WHAT IS NEEDED
Select every row below that contains the string "penguin", and copy each one in full.

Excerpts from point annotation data
--- START ---
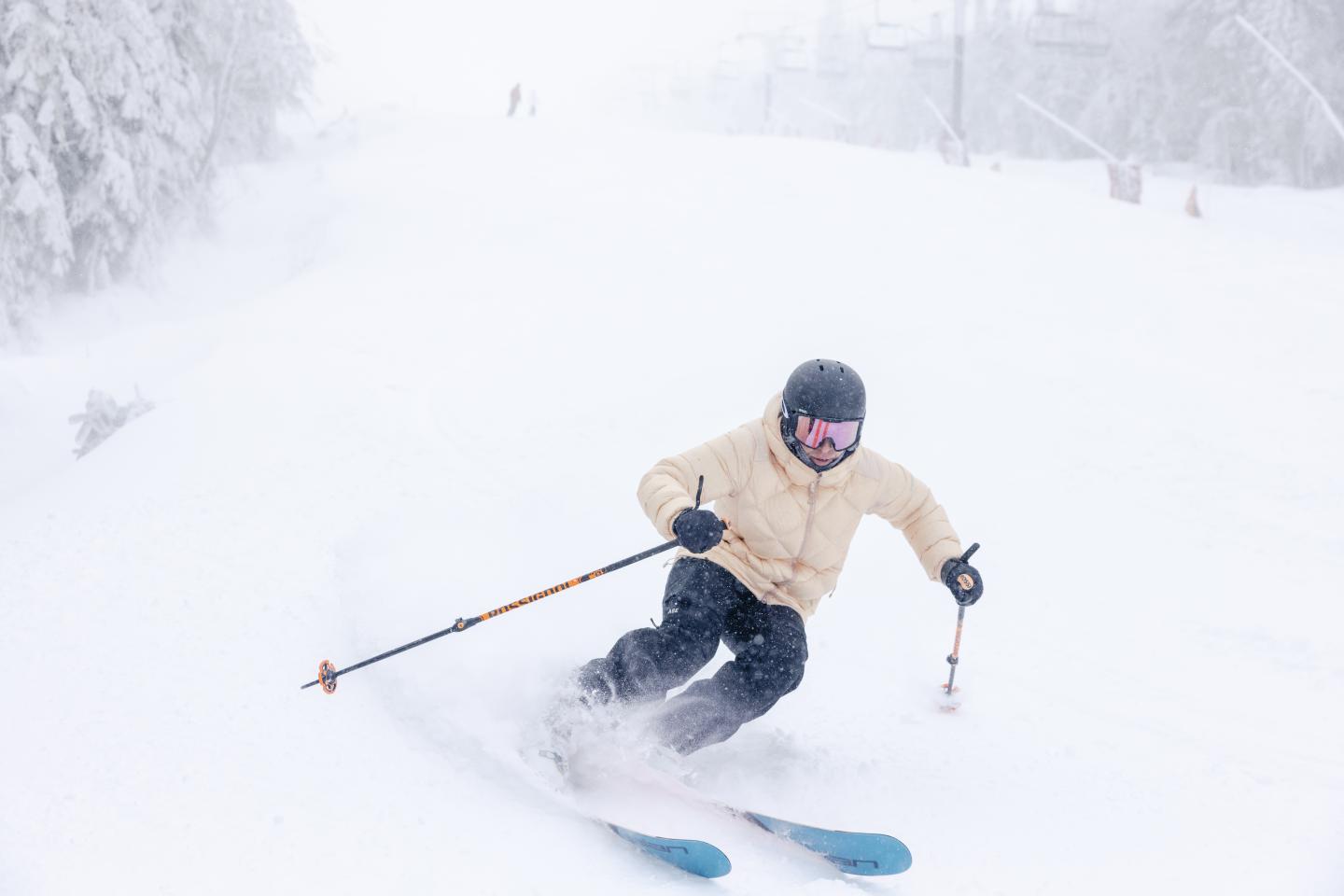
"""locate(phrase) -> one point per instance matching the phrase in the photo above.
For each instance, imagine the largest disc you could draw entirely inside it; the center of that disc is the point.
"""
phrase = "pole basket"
(327, 676)
(1127, 182)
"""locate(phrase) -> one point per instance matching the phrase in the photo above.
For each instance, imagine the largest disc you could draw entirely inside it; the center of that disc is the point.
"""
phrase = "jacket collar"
(799, 471)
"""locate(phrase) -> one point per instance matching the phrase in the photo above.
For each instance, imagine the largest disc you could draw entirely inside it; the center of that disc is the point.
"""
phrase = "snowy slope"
(1137, 415)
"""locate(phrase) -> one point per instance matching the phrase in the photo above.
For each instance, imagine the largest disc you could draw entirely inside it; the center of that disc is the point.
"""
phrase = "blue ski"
(868, 855)
(691, 856)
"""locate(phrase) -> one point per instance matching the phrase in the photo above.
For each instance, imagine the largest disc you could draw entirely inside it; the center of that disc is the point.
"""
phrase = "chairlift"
(1068, 33)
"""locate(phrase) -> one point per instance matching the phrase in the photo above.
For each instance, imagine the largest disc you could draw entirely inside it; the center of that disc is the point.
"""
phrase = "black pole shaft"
(463, 624)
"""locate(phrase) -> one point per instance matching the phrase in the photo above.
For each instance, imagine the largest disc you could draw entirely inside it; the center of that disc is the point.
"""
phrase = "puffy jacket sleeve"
(669, 486)
(909, 505)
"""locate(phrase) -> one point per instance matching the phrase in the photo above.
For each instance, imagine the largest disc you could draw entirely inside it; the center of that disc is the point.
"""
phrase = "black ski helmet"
(827, 390)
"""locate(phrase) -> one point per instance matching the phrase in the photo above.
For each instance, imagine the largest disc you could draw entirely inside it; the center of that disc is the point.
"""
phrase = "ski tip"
(693, 856)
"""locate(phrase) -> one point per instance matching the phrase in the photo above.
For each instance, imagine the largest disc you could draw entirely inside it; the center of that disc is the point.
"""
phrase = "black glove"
(698, 531)
(953, 571)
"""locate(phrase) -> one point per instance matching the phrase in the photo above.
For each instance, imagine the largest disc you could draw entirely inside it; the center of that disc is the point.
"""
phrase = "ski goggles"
(812, 431)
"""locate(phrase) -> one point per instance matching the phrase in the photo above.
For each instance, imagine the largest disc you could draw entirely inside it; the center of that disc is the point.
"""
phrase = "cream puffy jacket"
(787, 526)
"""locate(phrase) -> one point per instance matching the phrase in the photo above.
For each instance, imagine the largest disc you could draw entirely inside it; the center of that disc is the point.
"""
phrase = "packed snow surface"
(415, 373)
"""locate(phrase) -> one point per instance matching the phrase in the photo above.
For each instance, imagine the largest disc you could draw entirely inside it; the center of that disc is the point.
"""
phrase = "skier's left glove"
(962, 581)
(698, 531)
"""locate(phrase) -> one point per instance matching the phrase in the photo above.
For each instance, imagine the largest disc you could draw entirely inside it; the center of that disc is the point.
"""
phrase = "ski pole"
(327, 672)
(961, 617)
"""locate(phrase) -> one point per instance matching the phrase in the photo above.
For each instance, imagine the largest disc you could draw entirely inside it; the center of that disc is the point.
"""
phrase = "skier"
(790, 491)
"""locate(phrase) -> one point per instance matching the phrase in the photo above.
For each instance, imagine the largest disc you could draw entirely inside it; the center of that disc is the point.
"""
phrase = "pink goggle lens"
(812, 431)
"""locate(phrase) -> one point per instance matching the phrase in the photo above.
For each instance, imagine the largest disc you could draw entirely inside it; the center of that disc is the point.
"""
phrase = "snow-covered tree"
(113, 115)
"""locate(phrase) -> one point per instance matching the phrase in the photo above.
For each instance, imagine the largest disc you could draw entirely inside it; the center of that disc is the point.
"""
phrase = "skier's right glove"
(698, 531)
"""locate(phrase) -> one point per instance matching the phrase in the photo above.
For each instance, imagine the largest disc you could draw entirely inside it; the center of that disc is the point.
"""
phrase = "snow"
(1136, 413)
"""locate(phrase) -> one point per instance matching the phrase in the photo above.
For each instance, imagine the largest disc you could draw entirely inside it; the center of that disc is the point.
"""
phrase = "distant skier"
(790, 492)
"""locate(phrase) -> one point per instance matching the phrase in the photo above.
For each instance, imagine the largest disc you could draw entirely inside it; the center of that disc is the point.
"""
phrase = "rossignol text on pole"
(327, 672)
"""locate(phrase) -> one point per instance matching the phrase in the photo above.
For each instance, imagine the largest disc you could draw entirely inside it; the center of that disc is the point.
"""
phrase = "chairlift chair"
(931, 55)
(1068, 33)
(791, 52)
(889, 38)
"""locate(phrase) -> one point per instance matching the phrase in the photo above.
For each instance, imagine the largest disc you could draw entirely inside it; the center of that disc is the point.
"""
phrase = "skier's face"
(823, 455)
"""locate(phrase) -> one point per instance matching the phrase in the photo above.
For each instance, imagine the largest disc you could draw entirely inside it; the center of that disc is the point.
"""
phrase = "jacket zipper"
(806, 529)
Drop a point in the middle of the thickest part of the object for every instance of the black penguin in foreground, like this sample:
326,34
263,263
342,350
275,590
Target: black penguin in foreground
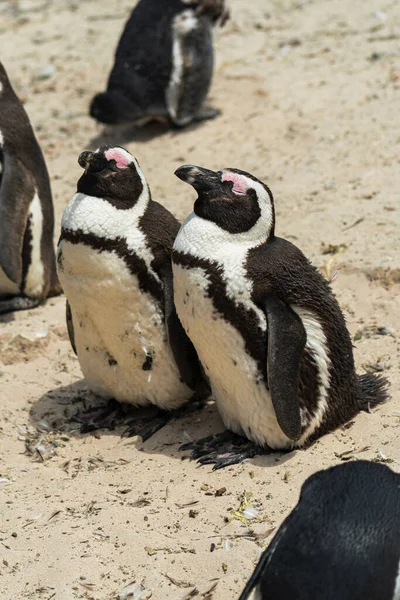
--- END ---
ANSWER TO THE TASK
Drop a point in the middle of the thickest part of the object for every instance of the black penguin in foreground, like this sample:
Target: black penguin in foreground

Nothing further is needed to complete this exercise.